Exercício proposto:
Responda com base no excerto, numerando as respostas da mesma forma:
1. A que horas ingressa o Sol em Sagitário?
2. Em que cidade e a que hora está datada a Lua Cheia de 19/12/2021?
3. Em que signo se encontra a Lua nessa lunação?

##### Excerto

Sol em Sagitário: De 22 de Novembro a 21 de Dezembro de 2022


Sol em Sagitário: De 22 de Novembro a 21 de Dezembro.

O Sol ingressa em Sagitário hoje às 08h21min.

sábado, 18 de dezembro de 2021

Lua Cheia - Eixo Gémeos/Sagitário: Reflexões Astrológicas

 Reflexões Astrológicas


Lunações


Lua Cheia: Eixo Gémeos – Sagitário


Lisboa, 04h35min, 19/12/2021

 

Lua

Decanato: Sol

Termos: Saturno

Monomoiria: Vénus   

 

Sol

Decanato: Saturno

Termos: Marte

Monomoiria: Saturno

 

            A última Lua do Cheia de 2021 coloca a Lua no seu próprio Segmento de Luz (αἵρεσις), acima do horizonte, sendo ela a luz mais alta, embora fixada no Lugar da Morte (VIII), no signo de Gémeos e com a Caput Draconis, no decanato do Sol, nos termos de Saturno e na monomoiria de Vénus. Já o Sol encontra-se em Sagitário, fora do Segmento de Luz, abaixo do horizonte, no Lugar do Viver (II), no decanato de Saturno, termos de Marte e monomoiria de Saturno. Com o Sol, mas para além dos seus raios encontra-se Marte e a Cauda Draconis. Ora este encontro, sem a qualidade abrasiva de que Marte poderia beneficiar, intensifica a força do elemento de passagem e do espírito de viagem, de travessia do rio da realidade, que é própria do eixo Sagitário-Gémeos. Porém e dado o eixo de lugares em que os luminares se firmam, a intensidade não possui um valor próprio e, neste caso, ou se eleva ou se afunda. A transformação nesta qualidade axial tem portanto um potencial de transformação que não é em si mesmo valorativo.

##########
##### Registos extraídos

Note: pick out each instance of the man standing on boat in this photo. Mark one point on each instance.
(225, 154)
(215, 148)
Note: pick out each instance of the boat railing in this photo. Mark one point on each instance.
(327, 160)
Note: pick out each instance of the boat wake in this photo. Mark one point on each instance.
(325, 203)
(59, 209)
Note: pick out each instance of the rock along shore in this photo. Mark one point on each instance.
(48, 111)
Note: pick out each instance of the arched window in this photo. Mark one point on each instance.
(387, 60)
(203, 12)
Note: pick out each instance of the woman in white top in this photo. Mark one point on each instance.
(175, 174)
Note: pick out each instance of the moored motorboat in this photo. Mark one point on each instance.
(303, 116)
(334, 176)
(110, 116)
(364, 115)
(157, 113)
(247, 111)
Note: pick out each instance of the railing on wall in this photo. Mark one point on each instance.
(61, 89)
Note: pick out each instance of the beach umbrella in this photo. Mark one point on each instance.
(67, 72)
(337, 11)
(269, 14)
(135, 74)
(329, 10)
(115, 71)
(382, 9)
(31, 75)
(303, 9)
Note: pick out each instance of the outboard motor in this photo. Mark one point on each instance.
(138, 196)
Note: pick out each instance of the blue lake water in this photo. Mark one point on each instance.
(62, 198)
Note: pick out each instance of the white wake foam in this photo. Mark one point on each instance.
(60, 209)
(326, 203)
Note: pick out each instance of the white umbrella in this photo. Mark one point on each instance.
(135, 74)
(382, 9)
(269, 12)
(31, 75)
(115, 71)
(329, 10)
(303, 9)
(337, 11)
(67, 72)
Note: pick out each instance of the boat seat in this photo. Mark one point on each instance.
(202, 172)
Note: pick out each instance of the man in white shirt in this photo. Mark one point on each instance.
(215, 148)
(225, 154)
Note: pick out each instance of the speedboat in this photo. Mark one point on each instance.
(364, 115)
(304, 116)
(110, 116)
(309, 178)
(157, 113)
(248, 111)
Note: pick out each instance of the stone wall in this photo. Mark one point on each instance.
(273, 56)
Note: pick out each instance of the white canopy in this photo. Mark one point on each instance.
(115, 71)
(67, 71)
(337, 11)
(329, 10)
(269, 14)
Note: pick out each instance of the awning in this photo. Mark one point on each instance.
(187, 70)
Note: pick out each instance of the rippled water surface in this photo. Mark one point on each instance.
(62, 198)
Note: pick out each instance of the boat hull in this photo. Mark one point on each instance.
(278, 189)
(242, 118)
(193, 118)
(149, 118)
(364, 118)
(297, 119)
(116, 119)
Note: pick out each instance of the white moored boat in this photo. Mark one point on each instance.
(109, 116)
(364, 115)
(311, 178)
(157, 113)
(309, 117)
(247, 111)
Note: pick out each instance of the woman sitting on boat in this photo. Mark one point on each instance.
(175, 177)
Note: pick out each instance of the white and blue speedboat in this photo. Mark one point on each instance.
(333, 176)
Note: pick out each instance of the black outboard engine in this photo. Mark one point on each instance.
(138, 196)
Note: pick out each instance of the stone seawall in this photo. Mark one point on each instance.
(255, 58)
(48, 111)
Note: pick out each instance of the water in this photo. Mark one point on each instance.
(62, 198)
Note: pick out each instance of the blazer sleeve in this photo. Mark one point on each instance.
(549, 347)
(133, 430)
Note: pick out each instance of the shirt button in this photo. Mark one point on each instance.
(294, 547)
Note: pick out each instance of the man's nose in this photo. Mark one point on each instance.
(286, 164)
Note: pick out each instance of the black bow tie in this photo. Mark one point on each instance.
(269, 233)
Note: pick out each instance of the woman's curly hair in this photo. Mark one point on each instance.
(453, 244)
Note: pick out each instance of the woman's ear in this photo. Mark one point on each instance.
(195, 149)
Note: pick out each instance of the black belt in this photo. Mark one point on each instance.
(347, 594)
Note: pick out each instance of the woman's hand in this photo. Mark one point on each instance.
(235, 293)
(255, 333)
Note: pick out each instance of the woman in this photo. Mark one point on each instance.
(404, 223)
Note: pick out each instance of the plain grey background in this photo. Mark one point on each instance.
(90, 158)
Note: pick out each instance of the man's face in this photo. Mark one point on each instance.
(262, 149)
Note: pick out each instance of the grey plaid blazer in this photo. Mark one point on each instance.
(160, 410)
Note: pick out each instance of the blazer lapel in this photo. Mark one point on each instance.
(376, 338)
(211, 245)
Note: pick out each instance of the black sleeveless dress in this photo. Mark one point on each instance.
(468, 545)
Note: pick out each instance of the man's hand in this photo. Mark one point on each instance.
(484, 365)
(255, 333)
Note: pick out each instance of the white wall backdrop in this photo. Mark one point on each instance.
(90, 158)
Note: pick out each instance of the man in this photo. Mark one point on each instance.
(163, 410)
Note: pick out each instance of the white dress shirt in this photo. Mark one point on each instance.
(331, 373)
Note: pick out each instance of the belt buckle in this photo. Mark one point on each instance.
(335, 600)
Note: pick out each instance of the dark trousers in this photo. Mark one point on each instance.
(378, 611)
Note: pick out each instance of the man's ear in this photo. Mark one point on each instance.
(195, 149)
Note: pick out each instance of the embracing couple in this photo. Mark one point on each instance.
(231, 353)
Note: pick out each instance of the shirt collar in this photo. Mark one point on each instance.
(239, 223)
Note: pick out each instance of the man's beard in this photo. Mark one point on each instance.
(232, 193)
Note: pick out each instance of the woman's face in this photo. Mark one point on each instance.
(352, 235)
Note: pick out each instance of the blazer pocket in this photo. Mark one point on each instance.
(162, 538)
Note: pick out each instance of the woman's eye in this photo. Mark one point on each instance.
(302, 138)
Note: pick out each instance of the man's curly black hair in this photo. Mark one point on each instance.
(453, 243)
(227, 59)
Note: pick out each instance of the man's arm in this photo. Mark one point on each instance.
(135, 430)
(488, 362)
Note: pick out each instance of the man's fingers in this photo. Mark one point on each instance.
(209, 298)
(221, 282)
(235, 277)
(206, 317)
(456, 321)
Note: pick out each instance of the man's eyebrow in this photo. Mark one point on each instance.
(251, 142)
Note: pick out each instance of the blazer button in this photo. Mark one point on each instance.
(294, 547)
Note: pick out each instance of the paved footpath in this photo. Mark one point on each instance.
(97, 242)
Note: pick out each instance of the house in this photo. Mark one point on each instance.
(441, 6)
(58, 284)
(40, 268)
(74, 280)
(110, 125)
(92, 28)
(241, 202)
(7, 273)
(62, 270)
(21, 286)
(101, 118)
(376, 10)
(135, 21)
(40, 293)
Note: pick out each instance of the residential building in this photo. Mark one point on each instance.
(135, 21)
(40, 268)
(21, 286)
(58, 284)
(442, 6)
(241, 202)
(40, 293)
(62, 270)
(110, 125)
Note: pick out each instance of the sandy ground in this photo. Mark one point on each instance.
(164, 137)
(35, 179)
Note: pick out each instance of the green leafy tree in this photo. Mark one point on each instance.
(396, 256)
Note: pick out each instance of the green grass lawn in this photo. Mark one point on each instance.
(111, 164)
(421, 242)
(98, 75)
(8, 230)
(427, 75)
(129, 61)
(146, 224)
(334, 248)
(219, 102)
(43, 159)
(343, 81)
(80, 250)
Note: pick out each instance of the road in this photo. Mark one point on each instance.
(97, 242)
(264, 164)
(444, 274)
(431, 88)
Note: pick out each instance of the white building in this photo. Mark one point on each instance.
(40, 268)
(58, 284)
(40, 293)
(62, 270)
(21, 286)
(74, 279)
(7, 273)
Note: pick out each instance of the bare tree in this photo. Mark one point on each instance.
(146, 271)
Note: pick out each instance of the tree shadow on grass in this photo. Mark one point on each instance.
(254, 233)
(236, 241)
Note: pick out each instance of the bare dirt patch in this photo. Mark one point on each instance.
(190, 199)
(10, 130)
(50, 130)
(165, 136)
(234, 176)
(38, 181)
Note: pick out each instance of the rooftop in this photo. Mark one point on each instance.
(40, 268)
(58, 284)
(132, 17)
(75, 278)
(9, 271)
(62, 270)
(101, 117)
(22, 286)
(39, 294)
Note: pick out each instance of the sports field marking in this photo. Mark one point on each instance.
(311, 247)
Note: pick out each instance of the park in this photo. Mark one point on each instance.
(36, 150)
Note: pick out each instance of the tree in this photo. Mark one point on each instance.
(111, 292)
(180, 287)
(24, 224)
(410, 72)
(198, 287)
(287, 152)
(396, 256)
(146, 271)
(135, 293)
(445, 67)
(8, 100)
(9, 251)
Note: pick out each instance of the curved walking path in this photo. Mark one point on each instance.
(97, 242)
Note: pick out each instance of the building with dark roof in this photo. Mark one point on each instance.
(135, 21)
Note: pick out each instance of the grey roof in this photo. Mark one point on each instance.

##########

Resultado:
1. Às 08h21min.
2. Em Lisboa, às 04h35min.
3. Em Gémeos.